(Page text Opens)
These on-page factors were then multiplied by considerable investment in off-page factors like getting links to your content.
Despite our best efforts, periodically Google would come out with an update, also known as “dancing” (shudder). The dance, as many people used to call it, is why I made reference to Google being a dance partner, the term “partner” being used very loosely here.
These updates often resulted in the loss or gain of significant rank within Google’s search results for various keywords, many times immediately! Like, you go to sleep and you’re fine, only to wake up the next day destitute!
If you were the beneficiary of improved ranking for the keywords you were going for, then you were ecstatic …this time.
But others, and perhaps even you, on the next update, would possibly lose rank, or worse, be eliminated completely from the SERPs!
Social Media Marketing To The Rescue
Today, social media marketing (SMM) and social media optimization (SMO) using social networks are part of the answer to the search monopoly.
I’m in no way suggesting that Google isn’t going to continue to be one of your sources of traffic, but it doesn’t have to be your only source of free traffic.
Paid marketing is always going to be an option, a very significant option in fact, but there’s a huge advantage if you can generate traffic to new content by leveraging your social following while subsequently influencing search results through added social sharing.
That’s what social media marketing and social media optimization can help you do, and in this series, I’ll be focusing on not just the top networks, but several lesser known networks to really maximize your reach.
Here’s a list of the social networks that most people think of:
But there are so many more networks that many simply ignore:
I find it fascinating that people that are using content marketing will put so much time and energy into “long tail keyword” research and implementation, but won’t take a few minutes to post some relevant content to networks that will often produce so much traffic.
Social networks are great for long term traffic, but once you have a following they really shine for getting instant traffic to new content.
Social Media Marketing Isn’t About Selling
Probably one of the bigger mistakes people make when trying to leverage social networks in their optimization and marketing strategies is trying to sell to the curious.
There are rules in the universe and in social media, and I’m not talking about the various social etiquette that changes from network to network, I’m talking about the general rules, the rules that are the difference between failure and success regardless of the social platform.
Rule Number 1 – Listen to your audience
You need to hear me, this is rule number 1 because you need to understand when I tell you that instead of selling your audience, you need to be listening to them.
You must understand them.
- Learn what interests they really have
- What pain they feel
- Empathize with them
- Engage with them about their concerns
- Understand that it’s not about you, it’s about them
Once you’ve wrapped your head around your audience you are trying to reach, then – and only then – are you able to help them with the solutions that you can provide.
This type of approach is the key to building trust and a long-lasting relationship in a way that is mutually respectful to your audience, and to yourself.
Post information that is not only informative but engaging. Sometimes post controversial views and get a conversation started.
(Page text Closes)
(Recorded data Opens)
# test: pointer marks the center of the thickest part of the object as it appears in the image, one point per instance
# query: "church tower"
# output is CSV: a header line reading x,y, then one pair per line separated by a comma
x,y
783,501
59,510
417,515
(Recorded data Closes)
(Recorded data Opens)
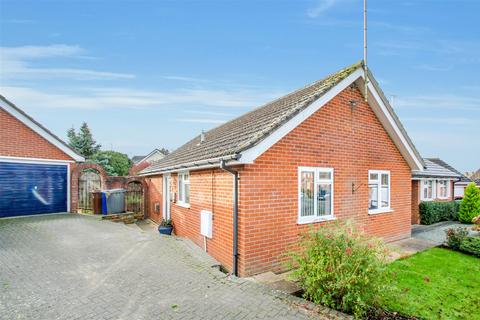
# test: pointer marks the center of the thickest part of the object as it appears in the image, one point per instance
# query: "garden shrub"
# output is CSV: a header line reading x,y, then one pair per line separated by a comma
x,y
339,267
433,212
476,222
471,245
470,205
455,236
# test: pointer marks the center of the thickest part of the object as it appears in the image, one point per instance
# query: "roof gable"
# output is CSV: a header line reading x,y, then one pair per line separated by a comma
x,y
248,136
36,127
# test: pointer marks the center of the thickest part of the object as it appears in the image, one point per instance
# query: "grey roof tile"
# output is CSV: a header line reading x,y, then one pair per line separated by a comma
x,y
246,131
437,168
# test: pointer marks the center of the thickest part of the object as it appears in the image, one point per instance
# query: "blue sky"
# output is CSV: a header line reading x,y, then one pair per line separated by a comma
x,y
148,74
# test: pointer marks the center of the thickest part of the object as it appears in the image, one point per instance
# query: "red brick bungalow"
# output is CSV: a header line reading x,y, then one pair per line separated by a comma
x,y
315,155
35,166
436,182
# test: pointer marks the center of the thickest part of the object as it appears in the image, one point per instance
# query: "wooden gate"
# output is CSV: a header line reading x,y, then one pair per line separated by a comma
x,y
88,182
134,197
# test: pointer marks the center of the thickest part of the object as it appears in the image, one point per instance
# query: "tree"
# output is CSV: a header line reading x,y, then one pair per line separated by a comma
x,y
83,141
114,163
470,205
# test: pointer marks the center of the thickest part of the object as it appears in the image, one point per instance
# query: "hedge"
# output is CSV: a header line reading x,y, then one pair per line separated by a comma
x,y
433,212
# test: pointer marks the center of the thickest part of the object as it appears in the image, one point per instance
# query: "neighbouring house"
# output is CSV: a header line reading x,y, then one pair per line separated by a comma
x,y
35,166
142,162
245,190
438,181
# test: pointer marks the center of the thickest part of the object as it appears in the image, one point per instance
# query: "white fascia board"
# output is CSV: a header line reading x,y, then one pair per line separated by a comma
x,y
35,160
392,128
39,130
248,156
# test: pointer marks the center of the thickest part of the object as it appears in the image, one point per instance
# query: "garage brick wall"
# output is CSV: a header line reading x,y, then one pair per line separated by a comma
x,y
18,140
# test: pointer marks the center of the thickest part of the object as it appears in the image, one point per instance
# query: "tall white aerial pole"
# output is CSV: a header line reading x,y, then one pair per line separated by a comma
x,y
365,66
(Recorded data Closes)
Activity :: From the social media marketing text, output the passage that opens with the words containing "There are rules" and closes with "listening to them.".

Your response ::
There are rules in the universe and in social media, and I’m not talking about the various social etiquette that changes from network to network, I’m talking about the general rules, the rules that are the difference between failure and success regardless of the social platform.
Rule Number 1 – Listen to your audience
You need to hear me, this is rule number 1 because you need to understand when I tell you that instead of selling your audience, you need to be listening to them.